### [TASK ITEM]
Write out, please, the lines from the beginning of the material to the line with "Category: bronze statue", including both ends and nothing else.
# # # # # # #
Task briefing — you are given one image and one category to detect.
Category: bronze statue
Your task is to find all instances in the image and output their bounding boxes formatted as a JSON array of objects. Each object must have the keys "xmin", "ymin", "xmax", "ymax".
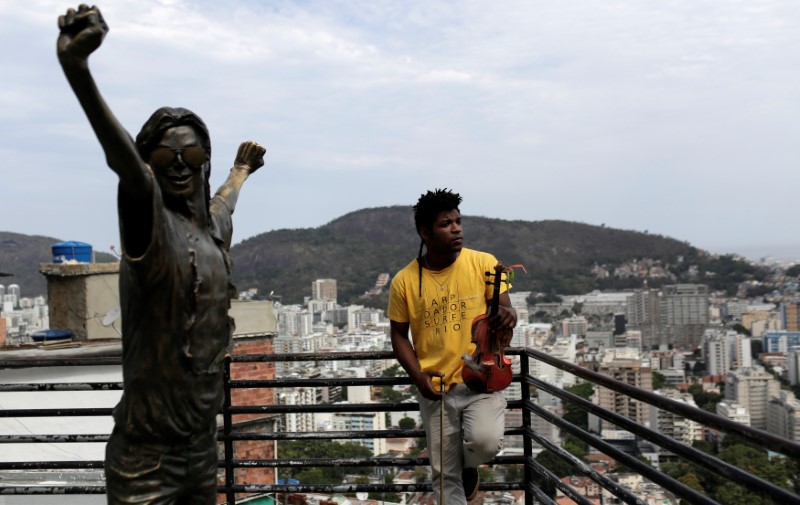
[{"xmin": 57, "ymin": 5, "xmax": 265, "ymax": 504}]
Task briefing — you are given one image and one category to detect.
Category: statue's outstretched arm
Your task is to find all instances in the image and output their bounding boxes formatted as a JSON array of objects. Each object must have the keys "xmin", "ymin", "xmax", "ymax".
[
  {"xmin": 57, "ymin": 5, "xmax": 151, "ymax": 200},
  {"xmin": 213, "ymin": 141, "xmax": 266, "ymax": 213}
]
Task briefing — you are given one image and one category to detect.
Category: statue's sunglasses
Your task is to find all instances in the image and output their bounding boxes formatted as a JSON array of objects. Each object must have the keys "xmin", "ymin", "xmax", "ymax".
[{"xmin": 150, "ymin": 147, "xmax": 207, "ymax": 170}]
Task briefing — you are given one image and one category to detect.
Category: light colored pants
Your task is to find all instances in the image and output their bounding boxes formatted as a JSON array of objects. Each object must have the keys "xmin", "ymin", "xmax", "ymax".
[{"xmin": 418, "ymin": 383, "xmax": 507, "ymax": 504}]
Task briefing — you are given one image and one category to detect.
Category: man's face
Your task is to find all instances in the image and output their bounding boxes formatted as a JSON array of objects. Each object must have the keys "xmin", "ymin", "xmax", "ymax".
[
  {"xmin": 150, "ymin": 125, "xmax": 208, "ymax": 202},
  {"xmin": 422, "ymin": 209, "xmax": 463, "ymax": 255}
]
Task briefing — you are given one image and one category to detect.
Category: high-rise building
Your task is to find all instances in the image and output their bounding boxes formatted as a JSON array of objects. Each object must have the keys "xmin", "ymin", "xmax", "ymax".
[
  {"xmin": 649, "ymin": 389, "xmax": 703, "ymax": 449},
  {"xmin": 704, "ymin": 332, "xmax": 730, "ymax": 377},
  {"xmin": 661, "ymin": 284, "xmax": 709, "ymax": 349},
  {"xmin": 349, "ymin": 307, "xmax": 382, "ymax": 330},
  {"xmin": 781, "ymin": 301, "xmax": 800, "ymax": 332},
  {"xmin": 716, "ymin": 401, "xmax": 750, "ymax": 426},
  {"xmin": 311, "ymin": 278, "xmax": 337, "ymax": 302},
  {"xmin": 278, "ymin": 306, "xmax": 314, "ymax": 337},
  {"xmin": 332, "ymin": 411, "xmax": 387, "ymax": 456},
  {"xmin": 662, "ymin": 284, "xmax": 708, "ymax": 324},
  {"xmin": 766, "ymin": 391, "xmax": 800, "ymax": 442},
  {"xmin": 561, "ymin": 315, "xmax": 588, "ymax": 337},
  {"xmin": 763, "ymin": 331, "xmax": 800, "ymax": 354},
  {"xmin": 307, "ymin": 298, "xmax": 337, "ymax": 314},
  {"xmin": 7, "ymin": 284, "xmax": 20, "ymax": 308},
  {"xmin": 703, "ymin": 329, "xmax": 751, "ymax": 376},
  {"xmin": 623, "ymin": 330, "xmax": 642, "ymax": 350},
  {"xmin": 725, "ymin": 366, "xmax": 781, "ymax": 430},
  {"xmin": 280, "ymin": 388, "xmax": 318, "ymax": 433},
  {"xmin": 788, "ymin": 349, "xmax": 800, "ymax": 386},
  {"xmin": 626, "ymin": 289, "xmax": 662, "ymax": 348},
  {"xmin": 589, "ymin": 349, "xmax": 653, "ymax": 434},
  {"xmin": 627, "ymin": 285, "xmax": 710, "ymax": 349}
]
# # # # # # #
### [PROBLEM SOLUTION]
Task briefing — you are given one image and one category to detect.
Category: bronze statue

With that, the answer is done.